(Collected data entries)
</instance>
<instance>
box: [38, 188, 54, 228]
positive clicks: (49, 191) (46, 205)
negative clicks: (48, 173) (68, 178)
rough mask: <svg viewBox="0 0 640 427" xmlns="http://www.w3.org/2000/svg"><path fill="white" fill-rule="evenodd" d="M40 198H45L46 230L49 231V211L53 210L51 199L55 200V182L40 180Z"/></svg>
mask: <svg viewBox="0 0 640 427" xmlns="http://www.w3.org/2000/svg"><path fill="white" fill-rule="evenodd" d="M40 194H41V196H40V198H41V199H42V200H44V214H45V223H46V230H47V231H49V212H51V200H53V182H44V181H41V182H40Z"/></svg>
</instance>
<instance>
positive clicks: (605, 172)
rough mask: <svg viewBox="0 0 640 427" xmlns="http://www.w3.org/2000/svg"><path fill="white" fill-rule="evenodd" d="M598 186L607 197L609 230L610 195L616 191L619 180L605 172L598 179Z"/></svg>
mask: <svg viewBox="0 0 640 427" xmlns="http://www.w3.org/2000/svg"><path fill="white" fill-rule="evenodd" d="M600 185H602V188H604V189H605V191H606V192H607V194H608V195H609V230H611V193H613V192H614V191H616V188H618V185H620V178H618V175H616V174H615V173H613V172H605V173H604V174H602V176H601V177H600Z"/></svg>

● **Problem description**: Count how many lines above contain the word "clicks". Reply with the number alone.

● **The answer**: 3